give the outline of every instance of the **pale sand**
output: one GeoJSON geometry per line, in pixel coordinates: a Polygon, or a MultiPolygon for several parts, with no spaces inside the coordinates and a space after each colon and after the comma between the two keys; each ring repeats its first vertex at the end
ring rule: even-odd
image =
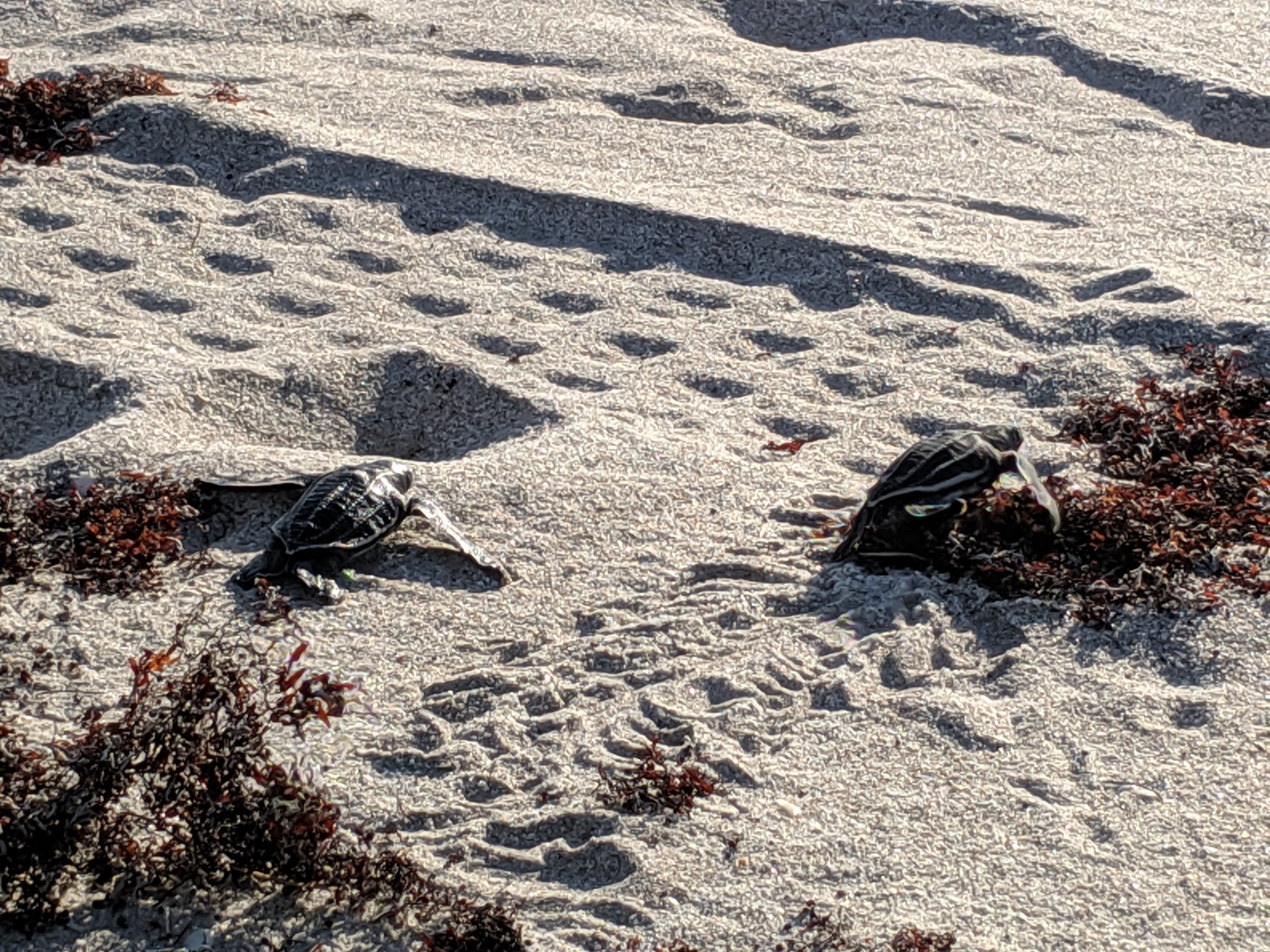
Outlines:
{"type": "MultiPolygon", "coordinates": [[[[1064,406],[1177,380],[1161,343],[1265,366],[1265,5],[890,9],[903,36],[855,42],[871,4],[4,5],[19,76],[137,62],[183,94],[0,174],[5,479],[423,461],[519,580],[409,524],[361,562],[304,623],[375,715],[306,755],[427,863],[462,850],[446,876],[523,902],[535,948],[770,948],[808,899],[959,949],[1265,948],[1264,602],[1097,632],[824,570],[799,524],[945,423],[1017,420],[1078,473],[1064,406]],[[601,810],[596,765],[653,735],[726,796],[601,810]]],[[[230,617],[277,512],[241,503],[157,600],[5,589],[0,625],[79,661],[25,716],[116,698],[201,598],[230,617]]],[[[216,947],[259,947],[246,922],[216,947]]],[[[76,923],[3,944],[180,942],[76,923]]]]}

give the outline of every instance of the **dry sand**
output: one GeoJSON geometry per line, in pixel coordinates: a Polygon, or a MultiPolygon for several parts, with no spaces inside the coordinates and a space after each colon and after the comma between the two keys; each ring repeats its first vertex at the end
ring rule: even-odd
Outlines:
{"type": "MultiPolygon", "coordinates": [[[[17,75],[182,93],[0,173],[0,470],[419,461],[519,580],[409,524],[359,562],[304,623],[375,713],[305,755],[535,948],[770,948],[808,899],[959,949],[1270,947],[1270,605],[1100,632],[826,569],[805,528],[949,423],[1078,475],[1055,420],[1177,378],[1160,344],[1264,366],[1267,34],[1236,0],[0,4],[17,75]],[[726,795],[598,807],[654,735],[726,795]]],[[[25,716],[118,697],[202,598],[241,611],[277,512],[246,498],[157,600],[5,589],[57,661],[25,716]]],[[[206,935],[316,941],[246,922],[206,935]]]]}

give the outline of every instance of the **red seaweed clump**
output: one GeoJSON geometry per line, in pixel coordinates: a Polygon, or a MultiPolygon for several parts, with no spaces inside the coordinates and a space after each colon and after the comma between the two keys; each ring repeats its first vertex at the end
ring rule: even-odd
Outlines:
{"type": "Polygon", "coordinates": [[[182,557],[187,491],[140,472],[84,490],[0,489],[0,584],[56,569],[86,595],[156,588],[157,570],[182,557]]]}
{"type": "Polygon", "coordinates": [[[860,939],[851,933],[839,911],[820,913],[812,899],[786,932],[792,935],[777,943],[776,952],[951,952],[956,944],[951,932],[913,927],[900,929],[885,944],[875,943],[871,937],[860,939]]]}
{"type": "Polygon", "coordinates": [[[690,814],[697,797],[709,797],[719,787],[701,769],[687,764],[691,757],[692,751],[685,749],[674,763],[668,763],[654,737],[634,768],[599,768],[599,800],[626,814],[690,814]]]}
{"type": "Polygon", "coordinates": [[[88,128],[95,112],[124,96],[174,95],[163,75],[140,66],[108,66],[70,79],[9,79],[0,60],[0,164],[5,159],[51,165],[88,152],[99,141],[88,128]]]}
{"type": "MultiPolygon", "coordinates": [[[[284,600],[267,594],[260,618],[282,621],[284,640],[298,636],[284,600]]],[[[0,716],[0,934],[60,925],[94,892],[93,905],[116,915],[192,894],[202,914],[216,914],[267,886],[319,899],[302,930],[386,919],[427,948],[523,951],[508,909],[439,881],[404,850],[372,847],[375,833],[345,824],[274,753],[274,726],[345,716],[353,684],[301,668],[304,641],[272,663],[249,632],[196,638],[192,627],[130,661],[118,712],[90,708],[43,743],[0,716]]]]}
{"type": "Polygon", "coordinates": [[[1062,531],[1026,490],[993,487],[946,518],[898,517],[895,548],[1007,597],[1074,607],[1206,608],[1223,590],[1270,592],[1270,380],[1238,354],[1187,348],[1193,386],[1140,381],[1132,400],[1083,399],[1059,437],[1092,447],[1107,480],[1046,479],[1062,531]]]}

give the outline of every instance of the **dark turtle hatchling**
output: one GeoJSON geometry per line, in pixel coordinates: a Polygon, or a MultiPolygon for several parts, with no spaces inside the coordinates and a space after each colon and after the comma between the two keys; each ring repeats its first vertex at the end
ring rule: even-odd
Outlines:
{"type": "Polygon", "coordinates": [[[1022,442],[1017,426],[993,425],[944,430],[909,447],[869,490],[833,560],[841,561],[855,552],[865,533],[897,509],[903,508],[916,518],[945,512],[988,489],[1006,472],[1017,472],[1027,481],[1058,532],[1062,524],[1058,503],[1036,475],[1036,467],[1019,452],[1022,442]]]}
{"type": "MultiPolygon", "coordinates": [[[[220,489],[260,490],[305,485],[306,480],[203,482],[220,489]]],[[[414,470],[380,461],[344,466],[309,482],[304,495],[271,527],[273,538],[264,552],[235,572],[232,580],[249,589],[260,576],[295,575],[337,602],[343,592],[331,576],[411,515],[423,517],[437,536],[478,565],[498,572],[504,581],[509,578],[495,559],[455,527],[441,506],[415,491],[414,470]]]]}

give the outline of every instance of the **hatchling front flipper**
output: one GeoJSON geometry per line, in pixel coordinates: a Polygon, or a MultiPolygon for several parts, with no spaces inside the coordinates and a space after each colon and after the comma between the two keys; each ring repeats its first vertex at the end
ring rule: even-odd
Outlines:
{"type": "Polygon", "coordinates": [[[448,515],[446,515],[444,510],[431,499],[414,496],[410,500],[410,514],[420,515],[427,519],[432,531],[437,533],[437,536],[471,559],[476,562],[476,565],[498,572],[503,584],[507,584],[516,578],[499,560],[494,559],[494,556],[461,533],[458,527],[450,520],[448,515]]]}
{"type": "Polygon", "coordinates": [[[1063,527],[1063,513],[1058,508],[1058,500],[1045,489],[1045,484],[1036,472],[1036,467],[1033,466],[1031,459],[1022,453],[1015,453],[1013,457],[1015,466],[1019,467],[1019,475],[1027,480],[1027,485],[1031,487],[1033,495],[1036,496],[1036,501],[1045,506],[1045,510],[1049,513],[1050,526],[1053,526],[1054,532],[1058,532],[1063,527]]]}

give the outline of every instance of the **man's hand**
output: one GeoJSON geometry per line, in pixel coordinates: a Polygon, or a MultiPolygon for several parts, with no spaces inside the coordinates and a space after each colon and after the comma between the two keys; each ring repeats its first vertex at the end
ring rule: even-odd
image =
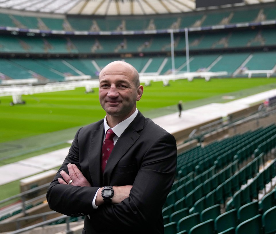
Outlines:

______

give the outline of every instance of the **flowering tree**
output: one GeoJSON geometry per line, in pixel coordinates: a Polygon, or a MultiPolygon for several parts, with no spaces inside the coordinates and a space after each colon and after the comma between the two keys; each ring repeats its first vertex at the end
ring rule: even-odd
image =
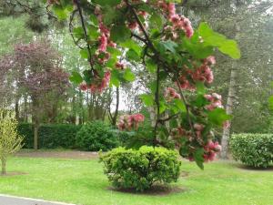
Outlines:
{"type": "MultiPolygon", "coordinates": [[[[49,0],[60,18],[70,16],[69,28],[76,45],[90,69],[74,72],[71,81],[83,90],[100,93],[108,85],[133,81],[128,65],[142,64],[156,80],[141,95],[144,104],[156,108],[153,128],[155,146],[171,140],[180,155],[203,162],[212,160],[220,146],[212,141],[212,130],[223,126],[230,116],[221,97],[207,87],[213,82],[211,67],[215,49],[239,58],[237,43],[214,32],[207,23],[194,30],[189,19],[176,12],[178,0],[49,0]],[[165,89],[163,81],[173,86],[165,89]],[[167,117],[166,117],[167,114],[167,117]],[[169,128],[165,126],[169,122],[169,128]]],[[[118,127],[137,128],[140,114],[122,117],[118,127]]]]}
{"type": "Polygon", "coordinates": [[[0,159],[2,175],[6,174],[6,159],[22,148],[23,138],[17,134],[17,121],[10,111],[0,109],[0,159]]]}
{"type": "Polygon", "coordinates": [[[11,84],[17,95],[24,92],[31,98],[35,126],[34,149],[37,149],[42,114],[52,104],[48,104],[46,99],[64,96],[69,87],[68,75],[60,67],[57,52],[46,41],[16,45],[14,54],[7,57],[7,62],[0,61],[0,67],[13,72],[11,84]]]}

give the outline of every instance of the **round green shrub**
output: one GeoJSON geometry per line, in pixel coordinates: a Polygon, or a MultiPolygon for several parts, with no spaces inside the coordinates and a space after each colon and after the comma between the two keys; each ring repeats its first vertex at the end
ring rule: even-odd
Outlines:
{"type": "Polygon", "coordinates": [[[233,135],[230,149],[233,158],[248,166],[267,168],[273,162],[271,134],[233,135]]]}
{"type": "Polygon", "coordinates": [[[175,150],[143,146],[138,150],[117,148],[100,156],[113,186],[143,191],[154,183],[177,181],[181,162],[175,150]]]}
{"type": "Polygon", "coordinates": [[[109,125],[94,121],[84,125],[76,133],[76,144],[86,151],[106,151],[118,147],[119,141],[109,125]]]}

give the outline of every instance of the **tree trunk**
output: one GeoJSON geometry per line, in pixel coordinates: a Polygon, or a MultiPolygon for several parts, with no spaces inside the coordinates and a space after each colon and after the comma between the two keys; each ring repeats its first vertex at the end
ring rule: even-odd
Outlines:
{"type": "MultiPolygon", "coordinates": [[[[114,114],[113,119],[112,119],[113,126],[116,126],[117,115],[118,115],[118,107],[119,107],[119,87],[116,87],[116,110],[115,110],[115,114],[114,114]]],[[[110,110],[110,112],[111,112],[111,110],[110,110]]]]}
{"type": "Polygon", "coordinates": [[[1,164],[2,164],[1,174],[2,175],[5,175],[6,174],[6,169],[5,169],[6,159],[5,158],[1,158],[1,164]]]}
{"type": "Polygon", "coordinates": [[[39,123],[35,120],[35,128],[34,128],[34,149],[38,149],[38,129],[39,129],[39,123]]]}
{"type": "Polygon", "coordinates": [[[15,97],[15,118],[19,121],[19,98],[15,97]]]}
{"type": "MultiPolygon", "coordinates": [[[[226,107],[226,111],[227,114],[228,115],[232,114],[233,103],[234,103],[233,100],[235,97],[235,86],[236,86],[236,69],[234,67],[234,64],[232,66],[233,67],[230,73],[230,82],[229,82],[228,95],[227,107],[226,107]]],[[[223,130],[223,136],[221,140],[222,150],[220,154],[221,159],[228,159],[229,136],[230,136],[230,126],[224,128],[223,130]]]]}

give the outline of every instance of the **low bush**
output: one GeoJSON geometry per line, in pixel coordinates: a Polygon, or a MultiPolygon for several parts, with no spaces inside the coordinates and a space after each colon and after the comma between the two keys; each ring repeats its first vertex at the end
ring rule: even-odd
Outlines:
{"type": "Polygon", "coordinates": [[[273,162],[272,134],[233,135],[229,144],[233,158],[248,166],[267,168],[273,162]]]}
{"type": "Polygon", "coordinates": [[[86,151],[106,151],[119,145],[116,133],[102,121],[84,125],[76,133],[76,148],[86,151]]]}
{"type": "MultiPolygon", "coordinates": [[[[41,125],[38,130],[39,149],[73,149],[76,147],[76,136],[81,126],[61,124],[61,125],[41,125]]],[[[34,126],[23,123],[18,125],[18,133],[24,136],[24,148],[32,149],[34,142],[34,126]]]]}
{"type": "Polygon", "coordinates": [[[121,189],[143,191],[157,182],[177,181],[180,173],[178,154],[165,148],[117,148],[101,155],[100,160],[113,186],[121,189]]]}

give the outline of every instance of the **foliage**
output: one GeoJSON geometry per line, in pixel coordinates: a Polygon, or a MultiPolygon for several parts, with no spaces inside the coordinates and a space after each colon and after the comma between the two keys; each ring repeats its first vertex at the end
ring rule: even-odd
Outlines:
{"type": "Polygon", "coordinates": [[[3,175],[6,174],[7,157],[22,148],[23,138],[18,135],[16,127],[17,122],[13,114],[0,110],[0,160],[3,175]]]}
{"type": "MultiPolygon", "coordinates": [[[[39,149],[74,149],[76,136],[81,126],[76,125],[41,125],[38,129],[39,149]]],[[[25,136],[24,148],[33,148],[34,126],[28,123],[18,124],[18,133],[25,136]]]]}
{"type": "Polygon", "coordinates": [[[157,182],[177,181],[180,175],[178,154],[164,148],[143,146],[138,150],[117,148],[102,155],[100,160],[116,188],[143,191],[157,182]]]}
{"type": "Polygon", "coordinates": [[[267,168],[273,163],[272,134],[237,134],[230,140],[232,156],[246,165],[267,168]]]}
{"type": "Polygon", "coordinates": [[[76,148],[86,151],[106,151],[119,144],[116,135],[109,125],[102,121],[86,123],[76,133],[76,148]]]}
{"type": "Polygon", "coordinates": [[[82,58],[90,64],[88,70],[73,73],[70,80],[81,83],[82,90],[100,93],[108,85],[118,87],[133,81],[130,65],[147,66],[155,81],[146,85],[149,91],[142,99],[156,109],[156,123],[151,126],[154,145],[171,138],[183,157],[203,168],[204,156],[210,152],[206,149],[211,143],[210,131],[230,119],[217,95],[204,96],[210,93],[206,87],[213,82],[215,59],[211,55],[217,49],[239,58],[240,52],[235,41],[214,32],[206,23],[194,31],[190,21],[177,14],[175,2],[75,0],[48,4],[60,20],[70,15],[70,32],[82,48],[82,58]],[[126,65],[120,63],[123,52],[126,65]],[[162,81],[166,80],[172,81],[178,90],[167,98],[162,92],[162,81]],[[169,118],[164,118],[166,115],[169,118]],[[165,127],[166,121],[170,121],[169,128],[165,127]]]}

______

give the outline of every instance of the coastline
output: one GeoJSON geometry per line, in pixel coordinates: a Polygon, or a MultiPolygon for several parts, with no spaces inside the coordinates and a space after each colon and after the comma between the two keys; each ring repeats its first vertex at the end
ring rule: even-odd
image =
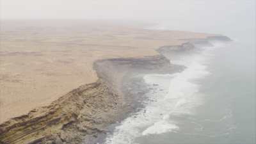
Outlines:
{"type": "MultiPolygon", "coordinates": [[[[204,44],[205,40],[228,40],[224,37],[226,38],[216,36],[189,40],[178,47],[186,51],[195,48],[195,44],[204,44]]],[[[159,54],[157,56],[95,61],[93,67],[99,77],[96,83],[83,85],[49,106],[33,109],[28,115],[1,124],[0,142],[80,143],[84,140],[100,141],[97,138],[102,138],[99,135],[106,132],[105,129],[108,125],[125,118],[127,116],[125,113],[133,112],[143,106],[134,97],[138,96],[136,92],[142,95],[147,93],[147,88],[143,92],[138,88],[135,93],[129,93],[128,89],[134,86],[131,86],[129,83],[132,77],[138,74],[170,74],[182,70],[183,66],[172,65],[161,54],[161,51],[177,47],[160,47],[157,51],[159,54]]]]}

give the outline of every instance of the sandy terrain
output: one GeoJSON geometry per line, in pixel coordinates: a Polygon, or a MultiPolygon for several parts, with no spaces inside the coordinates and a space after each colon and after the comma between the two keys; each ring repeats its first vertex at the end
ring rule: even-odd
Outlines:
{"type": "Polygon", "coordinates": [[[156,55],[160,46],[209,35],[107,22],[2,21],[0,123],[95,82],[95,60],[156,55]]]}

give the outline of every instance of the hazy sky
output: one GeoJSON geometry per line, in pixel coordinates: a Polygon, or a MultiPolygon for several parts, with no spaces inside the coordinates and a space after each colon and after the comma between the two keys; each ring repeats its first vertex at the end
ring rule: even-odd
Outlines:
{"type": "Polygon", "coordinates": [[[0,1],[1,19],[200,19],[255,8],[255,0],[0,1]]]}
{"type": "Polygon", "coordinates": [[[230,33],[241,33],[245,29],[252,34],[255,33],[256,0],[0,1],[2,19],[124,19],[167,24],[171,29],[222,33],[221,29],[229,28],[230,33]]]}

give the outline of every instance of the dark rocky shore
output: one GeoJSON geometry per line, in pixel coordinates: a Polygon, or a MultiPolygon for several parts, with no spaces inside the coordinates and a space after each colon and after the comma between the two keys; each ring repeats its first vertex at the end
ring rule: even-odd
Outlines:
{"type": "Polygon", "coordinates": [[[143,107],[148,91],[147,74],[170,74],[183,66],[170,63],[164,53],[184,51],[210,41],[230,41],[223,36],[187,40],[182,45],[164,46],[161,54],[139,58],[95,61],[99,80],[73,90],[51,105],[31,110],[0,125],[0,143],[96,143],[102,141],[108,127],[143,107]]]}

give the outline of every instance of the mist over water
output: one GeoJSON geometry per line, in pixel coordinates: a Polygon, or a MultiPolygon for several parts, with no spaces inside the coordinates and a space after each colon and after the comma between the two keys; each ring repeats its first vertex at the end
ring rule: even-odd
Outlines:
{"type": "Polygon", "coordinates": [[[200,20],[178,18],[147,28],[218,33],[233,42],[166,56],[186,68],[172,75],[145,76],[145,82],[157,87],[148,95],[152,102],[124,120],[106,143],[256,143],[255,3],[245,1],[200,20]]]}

______

**What to work on**
List every line of the entries above that contains the word "tree", copying each line in full; case counts.

**Exercise answer**
give the outline of every instance of the **flowering tree**
give the outline of every instance of the **tree trunk**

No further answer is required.